[TAREFAS PROPOSTAS]:
A – Transcreva do trecho sobre o teto remuneratório a parte que começa nas palavras "Ademais, o art." e termina após "a qualquer título.".
B – Indique se cada afirmação abaixo está de acordo com o trecho sobre o teto remuneratório, respondendo sim ou não e citando literalmente as palavras que decidem a resposta: (i) a doutrina constitucional pátria tradicionalmente admite direito adquirido em face de norma constitucional; (ii) o art. 17 do ADCT determina a redução imediata dos vencimentos percebidos em desacordo com a Constituição; (iii) a emenda constitucional mencionada é a nº 19/98.
C – Prossiga com o trecho sobre o teto remuneratório a partir do ponto em que ele termina.
::: TRECHO :::
Há quem defenda, em relação
a esta questão, que há de se interpretar a norma
constitucional nova referente ao teto remuneratório de forma
respeitante ao direito adquirido à remuneração
atualmente percebida. Sustenta-se a interpretação
conforme à Constituição sem redução
de texto, de modo a reduzir o alcance valorativo do dispositivo que
trata do teto de vencimentos (hoje subsídios), excluindo-lhe a
interpretação concedente de retroatividade em relação
às situações jurídicas já
consolidadas antes da promulgação da Emenda
Constitucional nº 19/98.
Todavia, a doutrina constitucional
pátria tradicionalmente rejeita a existência de direito
adquirido em face de norma constitucional. O Supremo Tribunal tem
jurisprudência firme no sentido de que não se pode falar
em direito adquirido a regime jurídico, nem em direito
adquirido contra a Constituição.
Ademais, o art. 17
do ADCT dispõe, in verbis:
"Art. 17 Os vencimentos, a
remuneração, as vantagens e os adicionais, bem como os
proventos de aposentadoria que estejam sendo percebidos em desacordo
com a Constituição serão imediatamente reduzidos
aos limites dela decorrentes, não se admitindo, neste caso,
invocação de direito adquirido ou percepção
de excesso a qualquer título.
::: DADOS FORNECIDOS :::
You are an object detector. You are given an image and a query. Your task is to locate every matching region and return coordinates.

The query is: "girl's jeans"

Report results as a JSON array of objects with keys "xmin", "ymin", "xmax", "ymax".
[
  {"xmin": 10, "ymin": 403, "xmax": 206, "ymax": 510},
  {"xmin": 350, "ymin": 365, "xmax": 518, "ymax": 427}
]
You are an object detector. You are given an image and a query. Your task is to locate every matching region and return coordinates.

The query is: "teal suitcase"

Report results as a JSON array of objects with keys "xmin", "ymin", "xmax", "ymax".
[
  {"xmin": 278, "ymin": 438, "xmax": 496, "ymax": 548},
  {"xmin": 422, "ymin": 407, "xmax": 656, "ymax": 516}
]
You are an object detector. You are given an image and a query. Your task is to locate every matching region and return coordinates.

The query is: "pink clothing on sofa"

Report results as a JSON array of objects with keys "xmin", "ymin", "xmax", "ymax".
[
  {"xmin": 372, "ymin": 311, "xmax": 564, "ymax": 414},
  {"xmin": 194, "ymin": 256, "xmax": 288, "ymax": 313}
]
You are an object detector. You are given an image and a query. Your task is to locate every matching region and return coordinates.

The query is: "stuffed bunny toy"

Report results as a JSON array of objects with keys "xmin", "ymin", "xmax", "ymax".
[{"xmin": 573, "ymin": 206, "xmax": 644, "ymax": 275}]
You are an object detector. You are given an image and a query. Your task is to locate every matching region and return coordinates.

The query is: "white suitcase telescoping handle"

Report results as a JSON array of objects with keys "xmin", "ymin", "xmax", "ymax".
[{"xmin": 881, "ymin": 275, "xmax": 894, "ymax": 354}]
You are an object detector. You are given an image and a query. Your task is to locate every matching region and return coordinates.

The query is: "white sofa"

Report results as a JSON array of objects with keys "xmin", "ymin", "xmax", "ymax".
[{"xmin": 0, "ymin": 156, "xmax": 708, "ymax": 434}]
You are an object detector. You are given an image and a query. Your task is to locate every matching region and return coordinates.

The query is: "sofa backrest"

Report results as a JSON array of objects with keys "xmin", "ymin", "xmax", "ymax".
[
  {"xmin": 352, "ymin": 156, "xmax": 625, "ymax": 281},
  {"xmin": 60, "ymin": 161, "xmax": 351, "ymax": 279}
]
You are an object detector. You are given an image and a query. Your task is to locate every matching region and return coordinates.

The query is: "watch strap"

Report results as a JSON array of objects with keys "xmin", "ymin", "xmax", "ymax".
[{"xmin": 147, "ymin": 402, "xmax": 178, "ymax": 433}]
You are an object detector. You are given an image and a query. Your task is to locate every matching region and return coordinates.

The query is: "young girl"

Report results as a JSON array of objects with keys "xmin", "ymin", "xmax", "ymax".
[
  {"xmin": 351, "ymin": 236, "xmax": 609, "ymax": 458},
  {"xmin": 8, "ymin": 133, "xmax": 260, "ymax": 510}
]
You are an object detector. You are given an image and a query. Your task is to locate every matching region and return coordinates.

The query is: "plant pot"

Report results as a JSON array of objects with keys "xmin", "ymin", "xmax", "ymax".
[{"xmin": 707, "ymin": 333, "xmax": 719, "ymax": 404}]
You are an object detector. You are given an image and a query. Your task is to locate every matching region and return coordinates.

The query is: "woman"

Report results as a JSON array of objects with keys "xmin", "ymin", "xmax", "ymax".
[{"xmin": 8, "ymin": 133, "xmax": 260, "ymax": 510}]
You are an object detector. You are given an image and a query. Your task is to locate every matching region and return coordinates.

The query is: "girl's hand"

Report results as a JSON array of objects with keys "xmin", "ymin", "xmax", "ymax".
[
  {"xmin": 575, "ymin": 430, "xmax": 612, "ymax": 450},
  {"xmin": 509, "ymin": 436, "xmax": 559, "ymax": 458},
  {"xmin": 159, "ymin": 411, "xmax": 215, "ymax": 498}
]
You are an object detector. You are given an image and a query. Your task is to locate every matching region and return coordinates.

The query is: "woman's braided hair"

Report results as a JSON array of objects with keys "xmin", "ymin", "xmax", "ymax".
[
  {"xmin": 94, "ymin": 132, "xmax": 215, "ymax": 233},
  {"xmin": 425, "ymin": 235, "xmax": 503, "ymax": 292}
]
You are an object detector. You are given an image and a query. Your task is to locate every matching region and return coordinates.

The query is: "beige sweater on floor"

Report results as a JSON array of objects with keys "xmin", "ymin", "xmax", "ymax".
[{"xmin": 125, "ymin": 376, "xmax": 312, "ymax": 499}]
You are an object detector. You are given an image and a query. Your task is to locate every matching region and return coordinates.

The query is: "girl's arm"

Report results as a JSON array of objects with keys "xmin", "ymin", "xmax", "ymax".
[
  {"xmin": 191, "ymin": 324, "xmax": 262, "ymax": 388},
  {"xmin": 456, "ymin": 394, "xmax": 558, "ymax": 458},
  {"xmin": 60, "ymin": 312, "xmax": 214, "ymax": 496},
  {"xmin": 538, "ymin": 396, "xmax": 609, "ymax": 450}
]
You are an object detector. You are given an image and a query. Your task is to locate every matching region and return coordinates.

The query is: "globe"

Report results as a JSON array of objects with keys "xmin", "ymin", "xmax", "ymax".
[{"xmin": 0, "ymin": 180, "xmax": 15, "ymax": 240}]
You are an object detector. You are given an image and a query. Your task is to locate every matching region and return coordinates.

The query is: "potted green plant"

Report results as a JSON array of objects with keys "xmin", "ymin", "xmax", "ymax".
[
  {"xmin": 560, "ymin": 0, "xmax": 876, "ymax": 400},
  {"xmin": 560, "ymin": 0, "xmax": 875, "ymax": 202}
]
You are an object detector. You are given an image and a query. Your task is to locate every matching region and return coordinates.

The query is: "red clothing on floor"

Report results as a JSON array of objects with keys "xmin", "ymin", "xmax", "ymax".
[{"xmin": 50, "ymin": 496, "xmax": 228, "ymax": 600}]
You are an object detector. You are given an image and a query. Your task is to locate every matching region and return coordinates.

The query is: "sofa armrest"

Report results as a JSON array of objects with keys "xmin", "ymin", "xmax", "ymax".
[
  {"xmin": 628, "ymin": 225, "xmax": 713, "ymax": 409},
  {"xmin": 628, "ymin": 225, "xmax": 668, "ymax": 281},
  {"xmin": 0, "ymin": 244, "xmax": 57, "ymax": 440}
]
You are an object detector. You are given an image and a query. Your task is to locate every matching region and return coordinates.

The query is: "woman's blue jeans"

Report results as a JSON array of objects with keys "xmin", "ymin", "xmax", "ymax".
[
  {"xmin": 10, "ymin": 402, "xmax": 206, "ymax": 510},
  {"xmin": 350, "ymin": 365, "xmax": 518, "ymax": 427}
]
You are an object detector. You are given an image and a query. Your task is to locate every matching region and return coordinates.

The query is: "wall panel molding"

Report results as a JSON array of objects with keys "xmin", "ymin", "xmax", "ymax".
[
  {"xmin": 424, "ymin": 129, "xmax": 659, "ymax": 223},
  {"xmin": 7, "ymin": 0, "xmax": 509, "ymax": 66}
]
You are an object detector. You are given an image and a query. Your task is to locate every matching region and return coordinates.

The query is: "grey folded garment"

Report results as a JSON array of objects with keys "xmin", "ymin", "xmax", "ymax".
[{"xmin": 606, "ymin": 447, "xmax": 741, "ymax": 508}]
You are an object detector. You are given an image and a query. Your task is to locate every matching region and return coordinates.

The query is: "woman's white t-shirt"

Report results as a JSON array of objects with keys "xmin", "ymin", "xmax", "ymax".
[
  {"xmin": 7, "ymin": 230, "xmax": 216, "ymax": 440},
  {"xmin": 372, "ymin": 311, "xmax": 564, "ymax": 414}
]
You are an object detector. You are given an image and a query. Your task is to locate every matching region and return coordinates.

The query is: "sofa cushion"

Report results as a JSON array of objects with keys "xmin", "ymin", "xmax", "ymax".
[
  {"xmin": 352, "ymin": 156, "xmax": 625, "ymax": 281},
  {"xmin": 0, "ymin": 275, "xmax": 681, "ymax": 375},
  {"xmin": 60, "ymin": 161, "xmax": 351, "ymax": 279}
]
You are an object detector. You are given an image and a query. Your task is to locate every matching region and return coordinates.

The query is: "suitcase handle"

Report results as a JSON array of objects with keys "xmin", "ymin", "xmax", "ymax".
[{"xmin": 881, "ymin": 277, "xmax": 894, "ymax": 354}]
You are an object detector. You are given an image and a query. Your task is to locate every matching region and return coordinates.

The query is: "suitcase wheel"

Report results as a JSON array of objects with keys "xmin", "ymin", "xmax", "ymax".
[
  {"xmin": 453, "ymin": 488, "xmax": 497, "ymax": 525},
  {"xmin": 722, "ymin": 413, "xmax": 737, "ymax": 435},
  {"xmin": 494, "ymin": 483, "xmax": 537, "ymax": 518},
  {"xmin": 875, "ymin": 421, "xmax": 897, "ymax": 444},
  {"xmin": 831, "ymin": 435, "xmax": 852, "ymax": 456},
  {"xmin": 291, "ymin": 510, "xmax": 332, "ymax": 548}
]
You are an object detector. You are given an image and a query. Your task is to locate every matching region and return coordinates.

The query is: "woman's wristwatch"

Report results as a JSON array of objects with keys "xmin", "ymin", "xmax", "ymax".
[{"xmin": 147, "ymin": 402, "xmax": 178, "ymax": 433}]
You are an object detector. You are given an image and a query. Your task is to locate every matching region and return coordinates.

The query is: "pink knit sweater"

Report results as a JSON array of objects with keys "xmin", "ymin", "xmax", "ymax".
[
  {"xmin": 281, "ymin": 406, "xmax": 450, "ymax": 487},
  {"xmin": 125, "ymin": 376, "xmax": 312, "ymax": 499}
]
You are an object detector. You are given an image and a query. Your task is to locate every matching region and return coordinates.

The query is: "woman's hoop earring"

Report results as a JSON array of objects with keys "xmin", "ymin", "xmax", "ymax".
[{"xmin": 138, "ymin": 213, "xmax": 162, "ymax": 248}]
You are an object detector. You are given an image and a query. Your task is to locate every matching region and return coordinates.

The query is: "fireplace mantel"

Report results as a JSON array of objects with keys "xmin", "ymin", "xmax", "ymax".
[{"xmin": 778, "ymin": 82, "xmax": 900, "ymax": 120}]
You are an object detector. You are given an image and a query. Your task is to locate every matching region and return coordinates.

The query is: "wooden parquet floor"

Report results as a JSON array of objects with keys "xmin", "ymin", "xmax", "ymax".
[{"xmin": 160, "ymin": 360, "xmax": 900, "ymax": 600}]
:::
[RESPOSTAS ABAIXO]:
A –
Ademais, o art. 17
do ADCT dispõe, in verbis:
"Art. 17 Os vencimentos, a
remuneração, as vantagens e os adicionais, bem como os
proventos de aposentadoria que estejam sendo percebidos em desacordo
com a Constituição serão imediatamente reduzidos
aos limites dela decorrentes, não se admitindo, neste caso,
invocação de direito adquirido ou percepção
de excesso a qualquer título.

B –
(i) Não: "a doutrina constitucional pátria tradicionalmente rejeita a existência de direito adquirido em face de norma constitucional".
(ii) Sim: "serão imediatamente reduzidos aos limites dela decorrentes".
(iii) Sim: "promulgação da Emenda Constitucional nº 19/98".

C –
Art. 18. Ficam extintos os
efeitos jurídicos de qualquer ato legislativo ou
administrativo, lavrado a partir da instalação da
Assembléia Nacional Constituinte, que tenha por objeto a
concessão de estabilidade a servidor admitido sem concurso
público, da administração direta ou indireta,
inclusive das fundações instituídas e mantidas
pelo poder público."
Portanto, resta pacífico
a inexistência de direito adquirido a regime jurídico.
4.4. Revisão Geral Anual
O artigo 37, em seu inciso X,
pretendendo dissipar a dúvida por vezes levantada sobre a
possibilidade de fixação ou alteração do
padrão remuneratório dos agentes políticos
mediante ato administrativo, agora determina claramente que somente
por lei específica isso pode ser feito, observada a iniciativa
privativa em cada caso.
Sobre o assunto afirma Ricardo Teixeira
do Valle Pereira :
“Por outro lado, deve ser frisado que a
obrigatoriedade da revisão em princípio não
significa garantia de manutenção do valor real dos
estipêndios, ou de automática reposição da
inflação verificada no período. Garante a
Constituição revisão anual. Somente isso. Os
índices, respeitada a iniciativa privativa em casa caso, serão
os estabelecidos em lei, e aqui o critério político
evidentemente preponderará”.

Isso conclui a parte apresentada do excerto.